* **Set exercise**
Please rewrite every line of the material below as a Markdown table with the columns Row and Line, skipping blank lines. Leave the pictures out of your answer.

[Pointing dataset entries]
** BEGIN **

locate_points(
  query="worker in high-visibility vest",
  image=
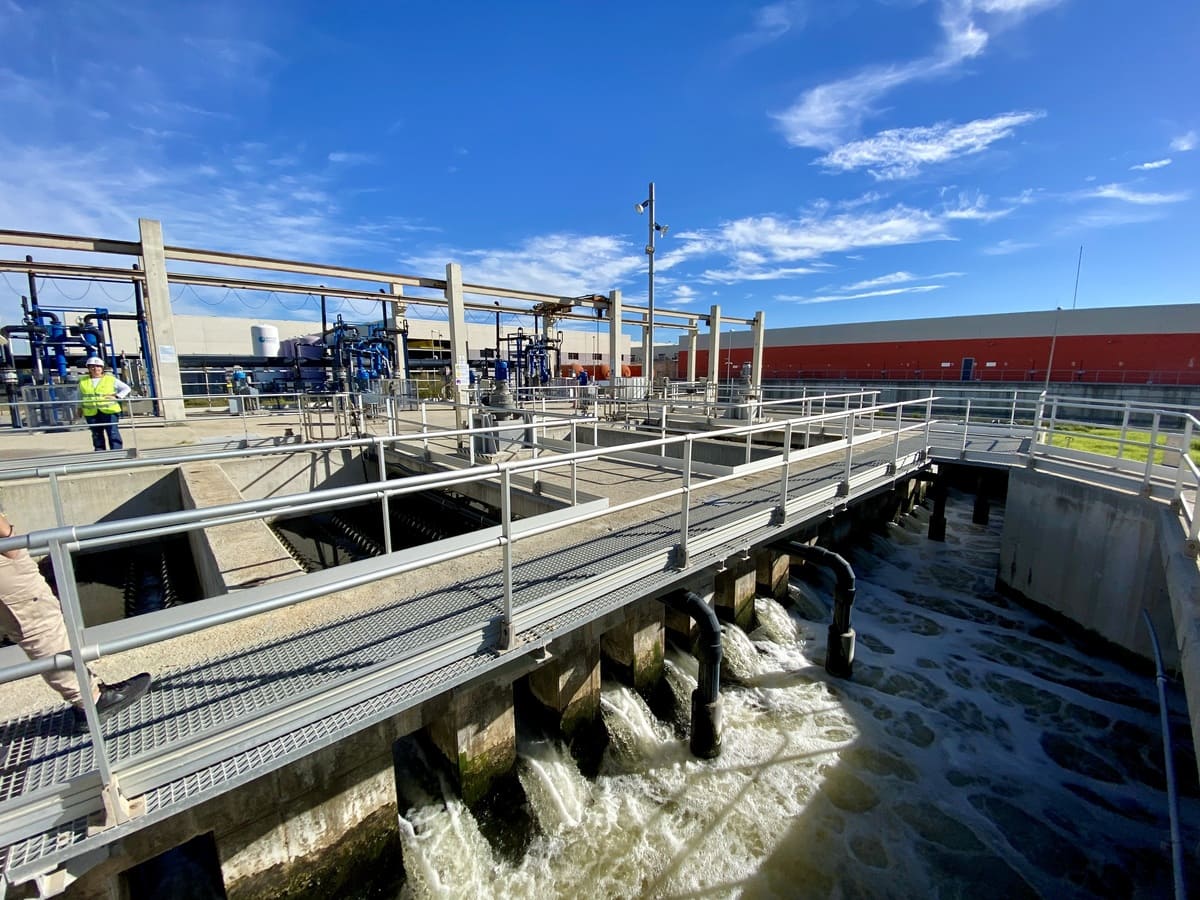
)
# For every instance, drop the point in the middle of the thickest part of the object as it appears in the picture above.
(100, 397)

** END **

* **Exercise result**
| Row | Line |
|---|---|
| 1 | locate_points( |
| 2 |   query="worker in high-visibility vest", |
| 3 |   image= |
| 4 | ) |
| 5 | # For every instance, drop the point in the middle of the thickest part of the object as it appears in the picture above. |
| 6 | (100, 397) |